> **Objective**
Can you quote all of the entries below word for word, leaving out the pictures?

[Photo object pointing records]

## START

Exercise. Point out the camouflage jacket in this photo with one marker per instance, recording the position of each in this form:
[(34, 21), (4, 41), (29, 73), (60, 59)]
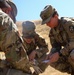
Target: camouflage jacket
[(11, 43), (62, 35), (37, 44)]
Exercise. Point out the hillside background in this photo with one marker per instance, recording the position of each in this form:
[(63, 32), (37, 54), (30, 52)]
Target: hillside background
[(43, 31)]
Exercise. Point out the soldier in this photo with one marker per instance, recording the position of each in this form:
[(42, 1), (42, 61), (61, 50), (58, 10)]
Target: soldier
[(61, 56), (11, 43), (35, 45)]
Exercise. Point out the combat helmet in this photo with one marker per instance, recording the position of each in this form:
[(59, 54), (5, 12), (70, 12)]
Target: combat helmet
[(3, 4), (28, 29), (47, 13), (13, 6)]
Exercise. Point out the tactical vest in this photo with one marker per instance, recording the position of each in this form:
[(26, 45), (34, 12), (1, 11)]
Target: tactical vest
[(64, 33)]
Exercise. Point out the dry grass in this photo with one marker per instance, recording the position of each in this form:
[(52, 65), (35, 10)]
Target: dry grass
[(44, 31)]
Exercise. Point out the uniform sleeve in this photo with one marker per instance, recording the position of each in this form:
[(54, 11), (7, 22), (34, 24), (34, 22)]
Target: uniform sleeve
[(55, 45), (69, 30), (42, 46), (10, 41)]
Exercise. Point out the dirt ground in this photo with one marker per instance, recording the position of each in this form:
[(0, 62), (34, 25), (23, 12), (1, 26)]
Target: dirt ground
[(44, 31)]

## END

> **Exercise solution**
Exercise. Point out the camouflage jacket in this photo with one marker per instance, recording the position of each in this form:
[(34, 21), (4, 41), (29, 73), (60, 59)]
Target: camouflage jacket
[(11, 43), (62, 35), (37, 44)]
Exercise. Point out the hillside background in this photo with one marker per instance, recording the position of each in this form:
[(63, 32), (37, 54), (30, 52)]
Target: hillside background
[(43, 31)]
Exercise. Point out the soldier in this photo with one marker per instance, recording the position of each in this form:
[(42, 1), (42, 61), (61, 50), (58, 10)]
Target: soldier
[(61, 56), (11, 43), (35, 45)]
Exercise. Point out the combat helmet in this photo with one marker per instance, recording the position of each in this form:
[(59, 54), (5, 12), (70, 12)]
Target: combat helmet
[(3, 4), (28, 29), (47, 13), (13, 6)]
Exercise. Point out the tactical vest in this photo with one marker per instance, recording the position of each in this form:
[(26, 45), (34, 12), (1, 11)]
Target: tactical vest
[(64, 33)]
Exercise. Point out the dry grass in this photo with one marker per instance, recording the position of each in this form:
[(52, 65), (35, 10)]
Target: dry grass
[(44, 31)]
Exercise. Point out the uniform sleeve in this photo with one marker per instance, recording the position of each in this form:
[(54, 11), (7, 22), (34, 24), (34, 22)]
Target: uniform sleeve
[(55, 45), (69, 30), (42, 46), (10, 41)]
Exercise. Point out the dirt ground in this photo with one marker per instance, recording the position of each in this form:
[(0, 62), (34, 25), (23, 12), (1, 26)]
Target: dirt ground
[(44, 31)]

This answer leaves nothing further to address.